● **Exercise directions**:
Exactly as they appear, reproduce the lines from the one holding "of the shoreline." through the last line of the material below.
─── Records for this exercise
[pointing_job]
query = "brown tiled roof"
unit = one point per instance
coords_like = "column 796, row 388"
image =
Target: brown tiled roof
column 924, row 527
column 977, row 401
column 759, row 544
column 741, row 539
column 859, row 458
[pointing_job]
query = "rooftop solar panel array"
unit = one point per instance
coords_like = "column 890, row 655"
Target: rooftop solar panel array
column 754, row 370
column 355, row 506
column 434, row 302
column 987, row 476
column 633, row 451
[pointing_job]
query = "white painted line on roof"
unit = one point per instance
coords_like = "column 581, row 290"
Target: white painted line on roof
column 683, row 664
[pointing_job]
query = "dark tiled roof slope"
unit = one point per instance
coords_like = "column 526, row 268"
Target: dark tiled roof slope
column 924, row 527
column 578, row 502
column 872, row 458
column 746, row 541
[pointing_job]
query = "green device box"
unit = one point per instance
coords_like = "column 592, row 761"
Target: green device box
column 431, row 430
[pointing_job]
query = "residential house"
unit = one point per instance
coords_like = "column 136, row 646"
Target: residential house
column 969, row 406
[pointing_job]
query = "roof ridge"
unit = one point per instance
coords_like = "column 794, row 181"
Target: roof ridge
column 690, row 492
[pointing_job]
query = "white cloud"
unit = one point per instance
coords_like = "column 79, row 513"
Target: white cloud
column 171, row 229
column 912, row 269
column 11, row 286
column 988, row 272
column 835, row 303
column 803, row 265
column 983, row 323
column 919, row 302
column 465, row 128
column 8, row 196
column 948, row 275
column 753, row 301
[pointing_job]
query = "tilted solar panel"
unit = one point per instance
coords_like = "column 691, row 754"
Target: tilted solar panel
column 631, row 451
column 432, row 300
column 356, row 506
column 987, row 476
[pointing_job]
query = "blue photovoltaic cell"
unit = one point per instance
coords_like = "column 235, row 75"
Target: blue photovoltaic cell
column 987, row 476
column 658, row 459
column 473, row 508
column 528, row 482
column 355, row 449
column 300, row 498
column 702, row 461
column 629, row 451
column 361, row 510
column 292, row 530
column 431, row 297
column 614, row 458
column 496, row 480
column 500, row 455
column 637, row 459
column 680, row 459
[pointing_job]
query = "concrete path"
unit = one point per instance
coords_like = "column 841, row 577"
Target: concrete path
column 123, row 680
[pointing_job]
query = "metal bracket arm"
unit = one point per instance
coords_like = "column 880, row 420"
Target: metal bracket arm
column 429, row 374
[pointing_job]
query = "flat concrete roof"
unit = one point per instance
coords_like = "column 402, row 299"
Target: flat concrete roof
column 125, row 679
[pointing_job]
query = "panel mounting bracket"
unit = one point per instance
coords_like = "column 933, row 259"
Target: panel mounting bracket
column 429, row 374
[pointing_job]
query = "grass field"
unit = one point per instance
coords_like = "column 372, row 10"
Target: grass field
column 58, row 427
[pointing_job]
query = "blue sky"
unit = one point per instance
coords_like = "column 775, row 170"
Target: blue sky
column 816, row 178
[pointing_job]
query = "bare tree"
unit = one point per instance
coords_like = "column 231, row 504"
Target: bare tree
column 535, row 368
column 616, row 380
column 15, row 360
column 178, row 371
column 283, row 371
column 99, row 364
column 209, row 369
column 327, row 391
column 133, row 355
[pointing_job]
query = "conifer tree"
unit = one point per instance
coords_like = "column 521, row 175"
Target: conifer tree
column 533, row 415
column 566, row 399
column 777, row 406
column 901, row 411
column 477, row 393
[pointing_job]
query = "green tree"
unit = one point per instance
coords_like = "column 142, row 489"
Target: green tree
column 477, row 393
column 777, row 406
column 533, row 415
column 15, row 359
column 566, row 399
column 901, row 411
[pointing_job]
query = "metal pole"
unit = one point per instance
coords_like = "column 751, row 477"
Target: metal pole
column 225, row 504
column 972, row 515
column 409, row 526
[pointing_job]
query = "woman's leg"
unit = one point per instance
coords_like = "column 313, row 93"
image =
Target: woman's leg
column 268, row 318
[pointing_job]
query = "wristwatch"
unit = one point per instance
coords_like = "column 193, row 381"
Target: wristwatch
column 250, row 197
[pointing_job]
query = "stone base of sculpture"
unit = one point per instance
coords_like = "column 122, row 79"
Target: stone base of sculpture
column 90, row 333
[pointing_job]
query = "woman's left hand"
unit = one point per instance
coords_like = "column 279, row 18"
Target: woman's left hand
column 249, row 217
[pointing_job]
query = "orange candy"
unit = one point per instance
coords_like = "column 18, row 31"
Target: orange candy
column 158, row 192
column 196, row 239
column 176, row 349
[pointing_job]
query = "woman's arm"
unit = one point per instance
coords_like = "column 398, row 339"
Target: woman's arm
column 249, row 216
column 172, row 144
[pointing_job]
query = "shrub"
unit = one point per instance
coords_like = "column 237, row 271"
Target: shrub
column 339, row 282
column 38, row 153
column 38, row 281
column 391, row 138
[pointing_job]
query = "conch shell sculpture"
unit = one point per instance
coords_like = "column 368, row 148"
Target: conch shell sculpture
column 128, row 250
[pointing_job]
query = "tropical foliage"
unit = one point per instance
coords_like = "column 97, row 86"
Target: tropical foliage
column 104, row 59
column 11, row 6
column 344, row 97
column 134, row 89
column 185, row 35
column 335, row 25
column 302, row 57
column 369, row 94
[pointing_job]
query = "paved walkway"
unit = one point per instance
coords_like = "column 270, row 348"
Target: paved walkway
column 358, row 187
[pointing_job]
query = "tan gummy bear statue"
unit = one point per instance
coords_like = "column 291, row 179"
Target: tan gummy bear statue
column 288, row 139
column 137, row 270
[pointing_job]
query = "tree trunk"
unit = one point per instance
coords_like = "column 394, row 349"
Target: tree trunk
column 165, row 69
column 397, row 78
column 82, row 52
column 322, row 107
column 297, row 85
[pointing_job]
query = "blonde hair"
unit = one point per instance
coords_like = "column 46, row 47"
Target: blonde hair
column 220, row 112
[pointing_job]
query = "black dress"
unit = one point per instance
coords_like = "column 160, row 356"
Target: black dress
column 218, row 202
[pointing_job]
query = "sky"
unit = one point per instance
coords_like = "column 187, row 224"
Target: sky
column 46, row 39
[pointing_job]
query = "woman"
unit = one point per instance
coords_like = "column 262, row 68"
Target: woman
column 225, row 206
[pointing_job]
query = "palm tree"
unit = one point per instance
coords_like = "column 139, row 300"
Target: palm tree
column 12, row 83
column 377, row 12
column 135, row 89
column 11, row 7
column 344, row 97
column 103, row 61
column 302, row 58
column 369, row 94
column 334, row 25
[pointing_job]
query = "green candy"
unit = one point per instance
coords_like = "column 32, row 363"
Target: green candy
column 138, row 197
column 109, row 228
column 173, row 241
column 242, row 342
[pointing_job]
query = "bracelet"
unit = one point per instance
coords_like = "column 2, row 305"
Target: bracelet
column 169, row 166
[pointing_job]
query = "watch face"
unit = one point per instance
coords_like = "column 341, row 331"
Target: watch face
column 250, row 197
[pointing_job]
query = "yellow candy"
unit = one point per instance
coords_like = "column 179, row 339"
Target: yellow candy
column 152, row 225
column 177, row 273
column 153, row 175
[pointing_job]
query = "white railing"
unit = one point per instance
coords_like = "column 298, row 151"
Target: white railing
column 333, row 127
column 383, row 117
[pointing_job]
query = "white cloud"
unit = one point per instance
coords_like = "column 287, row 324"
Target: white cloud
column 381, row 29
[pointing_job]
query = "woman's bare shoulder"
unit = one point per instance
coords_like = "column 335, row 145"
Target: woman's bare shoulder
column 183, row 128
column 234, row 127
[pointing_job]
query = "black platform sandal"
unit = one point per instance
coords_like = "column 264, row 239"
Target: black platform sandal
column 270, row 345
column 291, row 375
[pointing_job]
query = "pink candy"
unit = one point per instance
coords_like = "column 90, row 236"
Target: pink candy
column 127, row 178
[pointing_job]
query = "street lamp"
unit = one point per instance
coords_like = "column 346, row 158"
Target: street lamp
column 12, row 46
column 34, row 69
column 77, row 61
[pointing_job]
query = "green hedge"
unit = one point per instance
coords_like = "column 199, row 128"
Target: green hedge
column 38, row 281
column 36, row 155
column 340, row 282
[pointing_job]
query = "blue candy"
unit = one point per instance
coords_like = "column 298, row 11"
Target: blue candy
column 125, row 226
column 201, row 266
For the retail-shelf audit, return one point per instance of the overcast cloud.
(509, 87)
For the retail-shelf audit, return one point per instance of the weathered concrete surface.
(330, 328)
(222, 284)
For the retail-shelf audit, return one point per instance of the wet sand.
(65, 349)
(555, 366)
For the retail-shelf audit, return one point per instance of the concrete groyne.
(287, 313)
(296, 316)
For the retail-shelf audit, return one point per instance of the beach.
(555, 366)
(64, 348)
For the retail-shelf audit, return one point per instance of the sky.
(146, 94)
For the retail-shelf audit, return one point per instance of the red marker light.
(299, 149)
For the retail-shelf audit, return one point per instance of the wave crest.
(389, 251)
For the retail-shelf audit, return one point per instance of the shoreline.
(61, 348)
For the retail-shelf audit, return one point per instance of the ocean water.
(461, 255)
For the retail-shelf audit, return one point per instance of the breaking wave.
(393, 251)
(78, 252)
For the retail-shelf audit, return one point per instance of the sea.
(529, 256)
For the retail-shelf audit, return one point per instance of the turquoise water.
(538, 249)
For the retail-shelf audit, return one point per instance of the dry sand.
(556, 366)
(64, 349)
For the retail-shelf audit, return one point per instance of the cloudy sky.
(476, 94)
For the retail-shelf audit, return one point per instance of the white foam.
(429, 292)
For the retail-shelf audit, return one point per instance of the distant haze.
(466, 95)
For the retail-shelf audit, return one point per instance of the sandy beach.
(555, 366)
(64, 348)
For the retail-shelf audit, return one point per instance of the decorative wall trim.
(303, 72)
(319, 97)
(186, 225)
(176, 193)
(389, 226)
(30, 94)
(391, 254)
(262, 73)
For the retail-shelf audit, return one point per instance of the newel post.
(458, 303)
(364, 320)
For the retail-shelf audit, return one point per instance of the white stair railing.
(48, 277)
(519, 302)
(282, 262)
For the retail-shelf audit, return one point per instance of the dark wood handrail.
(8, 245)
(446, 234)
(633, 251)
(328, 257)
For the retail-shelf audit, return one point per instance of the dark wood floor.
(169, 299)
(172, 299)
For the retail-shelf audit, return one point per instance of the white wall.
──────
● **Exercise output**:
For the retail-shelf audit, return one point per instance of the shoreline.
(61, 348)
For the retail-shelf audit, return one point per instance of the ocean water.
(461, 255)
For the retail-shelf audit, return one point per instance of the breaking wave.
(393, 251)
(78, 252)
For the retail-shelf audit, return one point per instance of the sea.
(529, 256)
For the retail-shelf audit, return one point per instance of the turquoise water.
(538, 249)
For the retail-shelf audit, return one point per instance of the dry sand.
(556, 366)
(64, 349)
For the retail-shelf audit, return one point per instance of the cloudy sky.
(476, 94)
For the retail-shelf audit, return one point per instance of the white foam.
(429, 292)
For the retail-shelf audit, return one point per instance of the distant haze.
(466, 95)
For the retail-shelf audit, return one point per instance of the sandy beach.
(555, 366)
(64, 348)
For the retail-shelf audit, return one point per instance of the decorative wall trim.
(303, 72)
(319, 97)
(186, 225)
(176, 193)
(389, 226)
(30, 94)
(391, 254)
(262, 73)
For the retail-shelf audit, return one point per instance of the newel post.
(458, 303)
(364, 320)
For the retail-shelf audit, return one point per instance of the white stair railing.
(48, 277)
(519, 302)
(282, 262)
For the retail-shelf audit, return one point per instance of the dark wood handrail.
(8, 245)
(446, 234)
(633, 251)
(328, 257)
For the retail-shelf audit, return one point per instance of the dark wood floor.
(169, 299)
(172, 299)
For the retail-shelf audit, return one point per instance of the white wall.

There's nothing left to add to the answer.